Source
::::::

NEW YORK (Legal Newsline) – A Rhode Island magazine subscriber alleges he now receives unwanted junk mail because the magazine disclosed his personal reading information.
Robert Watterson filed a complaint on behalf of all others similarly situated on Aug. 31 in the U.S. District Court for the Southern District of New York against Consumer Reports Inc. alleging violation of Rhode Island’s Video, Audio and Publication Rentals Privacy Act.
According to the complaint, the plaintiff alleges that the defendant rented, exchanged or otherwise disclosed personal information about his Consumer Reports magazine subscription to data aggregators and how he receives a "barrage of unwanted junk mail." He alleges the defendant did not notify him that it discloses personal reading information and that he never authorized it to do so.
The plaintiff holds Consumer Reports Inc. responsible because the defendant allegedly did not have his permission to disclose his reading information and did not provide him notice before it disclosed the information.

::::::

Data provided

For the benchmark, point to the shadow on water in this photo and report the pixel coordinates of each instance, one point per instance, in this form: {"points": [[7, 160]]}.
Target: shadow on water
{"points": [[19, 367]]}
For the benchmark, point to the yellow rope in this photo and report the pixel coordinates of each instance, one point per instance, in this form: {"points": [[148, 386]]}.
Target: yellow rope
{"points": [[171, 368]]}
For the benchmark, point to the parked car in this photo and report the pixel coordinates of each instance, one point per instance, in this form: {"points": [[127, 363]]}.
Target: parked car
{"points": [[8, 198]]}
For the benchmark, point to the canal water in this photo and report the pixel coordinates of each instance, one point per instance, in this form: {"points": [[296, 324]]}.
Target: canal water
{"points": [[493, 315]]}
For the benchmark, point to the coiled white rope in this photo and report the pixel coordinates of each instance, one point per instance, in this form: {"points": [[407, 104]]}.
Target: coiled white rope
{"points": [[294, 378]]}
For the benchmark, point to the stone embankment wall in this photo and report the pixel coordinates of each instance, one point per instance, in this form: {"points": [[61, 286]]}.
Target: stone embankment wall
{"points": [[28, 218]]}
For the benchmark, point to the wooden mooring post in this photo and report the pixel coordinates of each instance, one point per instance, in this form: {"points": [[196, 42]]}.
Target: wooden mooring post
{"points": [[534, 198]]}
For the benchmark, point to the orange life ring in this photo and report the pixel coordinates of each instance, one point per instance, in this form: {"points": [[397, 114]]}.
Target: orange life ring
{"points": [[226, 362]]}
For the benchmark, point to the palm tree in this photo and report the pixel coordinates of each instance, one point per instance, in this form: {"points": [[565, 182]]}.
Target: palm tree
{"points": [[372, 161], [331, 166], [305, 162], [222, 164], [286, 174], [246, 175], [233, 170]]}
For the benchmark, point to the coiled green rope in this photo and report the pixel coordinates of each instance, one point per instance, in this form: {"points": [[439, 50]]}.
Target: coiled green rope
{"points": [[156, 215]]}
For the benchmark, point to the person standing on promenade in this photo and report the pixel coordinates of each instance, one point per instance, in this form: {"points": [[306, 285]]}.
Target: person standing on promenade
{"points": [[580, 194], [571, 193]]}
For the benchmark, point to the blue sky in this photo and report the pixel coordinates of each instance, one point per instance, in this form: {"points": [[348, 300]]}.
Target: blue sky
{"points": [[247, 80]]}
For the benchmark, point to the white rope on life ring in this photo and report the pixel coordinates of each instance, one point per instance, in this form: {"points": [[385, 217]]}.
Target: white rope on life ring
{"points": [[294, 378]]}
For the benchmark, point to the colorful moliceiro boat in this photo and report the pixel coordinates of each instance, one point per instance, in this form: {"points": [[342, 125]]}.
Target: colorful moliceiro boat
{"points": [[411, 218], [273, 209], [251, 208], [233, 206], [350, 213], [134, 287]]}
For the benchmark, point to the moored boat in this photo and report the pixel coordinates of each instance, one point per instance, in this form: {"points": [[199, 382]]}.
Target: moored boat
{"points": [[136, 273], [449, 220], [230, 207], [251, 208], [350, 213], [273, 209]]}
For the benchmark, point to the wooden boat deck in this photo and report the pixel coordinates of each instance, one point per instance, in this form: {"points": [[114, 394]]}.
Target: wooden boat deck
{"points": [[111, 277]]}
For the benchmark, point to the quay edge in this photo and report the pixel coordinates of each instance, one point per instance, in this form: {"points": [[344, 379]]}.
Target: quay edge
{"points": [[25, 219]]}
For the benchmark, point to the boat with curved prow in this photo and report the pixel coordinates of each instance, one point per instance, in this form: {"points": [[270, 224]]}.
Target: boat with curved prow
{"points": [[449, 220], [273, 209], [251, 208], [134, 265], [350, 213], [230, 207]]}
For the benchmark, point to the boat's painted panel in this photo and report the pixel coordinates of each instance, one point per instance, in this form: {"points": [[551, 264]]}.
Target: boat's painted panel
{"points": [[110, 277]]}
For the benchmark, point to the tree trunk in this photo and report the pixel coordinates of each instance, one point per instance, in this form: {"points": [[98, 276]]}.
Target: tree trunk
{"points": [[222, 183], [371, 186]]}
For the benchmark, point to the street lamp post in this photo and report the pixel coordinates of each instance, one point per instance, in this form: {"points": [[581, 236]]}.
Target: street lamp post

::::::

What you have to do
Continue the news report on the Rhode Island subscriber's privacy complaint against Consumer Reports, picking up right after its last sentence.

Task response
The plaintiff requests a trial by jury and seeks an award of actual damages or $250, whichever is greater, for each violation; prejudgment interest on all amounts awarded; an order of restitution and all other forms of equitable monetary relief; injunctive relief as pleaded or as the court may deem proper; attorneys’ fees; expenses; and costs of suit. He is represented by Scott A. Bursor, Joseph I. Marchese and Philip L. Fraietta of Bursor & Fischer P.A. in New York.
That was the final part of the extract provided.